** Problem **
Continue the commentary on Huawei's invitation for Josh Rogin to tour its Shenzhen campus, starting after its last sentence.

** Excerpt provided **
□ □ □ □

Washington Post journalist Josh Rogin seeks to make a mountain out of a molehill by implying that it is somehow shocking that the Chinese company Huawei invited him to tour its main technology campus in Shenzhen. As part of Huawei’s campaign to educate the world about its research, technology and future goals, the company has been inviting observers from around the world, including US journalists to tour its Shenzhen facility so that people can have a better idea of what Huawei’s scientists and developers do to help bring cutting edge technology to consumers throughout the world.
Such an experience would clearly be eye-opening, both for those interested in learning about Huawei’s technological development and its business model. The same would be true of touring a Mercedes-Benz car factory in Germany or Microsoft’s main offices in the United States. But for Josh Rogin, it would appear that education and possible enlightenment is not of any particular interest to him. This is the case even though companies unveiling new technologies frequently invite international journalists to tour their facilities and attend product launch events. Earlier, Rogin took to Twitter to express his apparent disgust at being invited to Shenzhen.

□ □ □ □

** Records shown **
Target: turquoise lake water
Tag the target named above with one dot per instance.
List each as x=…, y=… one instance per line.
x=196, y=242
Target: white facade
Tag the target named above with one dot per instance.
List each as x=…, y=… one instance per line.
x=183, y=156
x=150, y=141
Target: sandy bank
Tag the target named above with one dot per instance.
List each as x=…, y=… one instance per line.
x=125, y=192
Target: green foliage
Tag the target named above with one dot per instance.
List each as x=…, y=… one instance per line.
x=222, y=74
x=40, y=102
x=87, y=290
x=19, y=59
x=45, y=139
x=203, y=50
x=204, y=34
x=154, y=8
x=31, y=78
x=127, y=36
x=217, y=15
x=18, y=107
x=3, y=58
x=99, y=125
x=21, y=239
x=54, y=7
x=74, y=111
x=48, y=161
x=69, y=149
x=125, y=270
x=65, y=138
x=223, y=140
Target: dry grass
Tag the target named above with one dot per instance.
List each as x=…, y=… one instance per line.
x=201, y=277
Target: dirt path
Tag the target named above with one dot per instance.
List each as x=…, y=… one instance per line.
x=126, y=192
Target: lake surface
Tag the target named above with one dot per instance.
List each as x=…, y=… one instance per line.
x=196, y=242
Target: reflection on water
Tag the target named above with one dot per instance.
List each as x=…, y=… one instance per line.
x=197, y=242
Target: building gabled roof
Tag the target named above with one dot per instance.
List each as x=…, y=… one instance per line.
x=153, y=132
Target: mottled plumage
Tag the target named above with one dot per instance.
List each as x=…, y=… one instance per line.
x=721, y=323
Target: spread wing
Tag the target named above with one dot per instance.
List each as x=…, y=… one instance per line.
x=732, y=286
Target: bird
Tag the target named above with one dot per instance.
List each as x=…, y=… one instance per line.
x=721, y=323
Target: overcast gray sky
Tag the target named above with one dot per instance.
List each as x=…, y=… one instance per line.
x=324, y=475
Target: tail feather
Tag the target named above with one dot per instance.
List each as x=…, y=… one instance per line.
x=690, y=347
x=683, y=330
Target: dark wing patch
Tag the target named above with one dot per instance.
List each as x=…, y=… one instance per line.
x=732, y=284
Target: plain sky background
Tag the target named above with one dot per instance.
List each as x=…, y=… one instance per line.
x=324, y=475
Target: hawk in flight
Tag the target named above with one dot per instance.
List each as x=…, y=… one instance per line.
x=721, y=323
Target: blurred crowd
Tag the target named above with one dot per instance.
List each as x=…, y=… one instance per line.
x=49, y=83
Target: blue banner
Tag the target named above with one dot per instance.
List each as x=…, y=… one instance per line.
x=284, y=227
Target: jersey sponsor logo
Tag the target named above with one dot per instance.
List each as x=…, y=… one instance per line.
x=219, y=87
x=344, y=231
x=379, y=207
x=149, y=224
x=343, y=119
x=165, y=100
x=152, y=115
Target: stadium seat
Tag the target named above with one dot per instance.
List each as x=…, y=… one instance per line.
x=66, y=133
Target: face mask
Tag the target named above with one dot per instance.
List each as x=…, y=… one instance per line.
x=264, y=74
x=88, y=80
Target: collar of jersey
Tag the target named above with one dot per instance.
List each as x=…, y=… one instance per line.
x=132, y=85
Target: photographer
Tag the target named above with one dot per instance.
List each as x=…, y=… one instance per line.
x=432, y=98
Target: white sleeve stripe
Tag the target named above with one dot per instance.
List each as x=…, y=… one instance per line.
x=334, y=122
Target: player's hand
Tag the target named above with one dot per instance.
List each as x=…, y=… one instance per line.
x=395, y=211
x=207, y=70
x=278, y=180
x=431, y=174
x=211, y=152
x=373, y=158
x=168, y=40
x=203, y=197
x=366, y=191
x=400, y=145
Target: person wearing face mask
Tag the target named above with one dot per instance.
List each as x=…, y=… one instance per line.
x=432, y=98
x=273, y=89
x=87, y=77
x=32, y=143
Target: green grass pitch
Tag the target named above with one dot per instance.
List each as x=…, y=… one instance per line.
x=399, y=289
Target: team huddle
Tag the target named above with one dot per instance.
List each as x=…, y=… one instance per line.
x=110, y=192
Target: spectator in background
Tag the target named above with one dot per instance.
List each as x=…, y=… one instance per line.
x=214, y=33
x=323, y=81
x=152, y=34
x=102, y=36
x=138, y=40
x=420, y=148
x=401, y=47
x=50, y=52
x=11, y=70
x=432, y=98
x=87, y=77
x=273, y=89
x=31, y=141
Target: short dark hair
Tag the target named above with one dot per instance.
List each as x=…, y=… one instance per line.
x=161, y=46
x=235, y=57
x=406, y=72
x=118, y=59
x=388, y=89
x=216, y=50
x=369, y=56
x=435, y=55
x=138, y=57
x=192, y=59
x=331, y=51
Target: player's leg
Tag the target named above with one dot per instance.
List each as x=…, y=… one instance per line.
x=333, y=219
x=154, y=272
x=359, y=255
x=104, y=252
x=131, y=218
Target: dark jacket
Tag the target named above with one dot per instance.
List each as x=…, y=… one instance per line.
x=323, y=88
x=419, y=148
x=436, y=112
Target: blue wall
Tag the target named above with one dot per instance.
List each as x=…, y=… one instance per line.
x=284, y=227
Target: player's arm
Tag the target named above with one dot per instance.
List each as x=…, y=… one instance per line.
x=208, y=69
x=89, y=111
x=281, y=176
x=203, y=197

□ □ □ □

** Task result **
Thanks for this offer but I am forbidden by Washington Post policies and also by personal ethics from taking thousands of dollars in gifts from a foreign corporation that acts as an arm of a foreign government intelligence agency.
— Josh Rogin (@joshrogin) March 1, 2019
What is most awkward about Rogin’s public statement is that he accuses Huawei of being involved in intelligence rather than consumer electronics and 5G infrastructure without providing the evidence. But whilst this is unfortunately not unique in certain quarters of western mass media, when Rogin is given an opportunity to go on what for him might be classed as a “fact finding mission”, he not only refuses, but refuses in a tone that conveys totally unnecessary hostility and negativity. Furthermore, according to the very email whose content Rogin posted, Huawei was not offering him any money, he was merely being offered a flight, accommodation in Shenzhen and hospitality – this is an offer of free services, not a monetary payment.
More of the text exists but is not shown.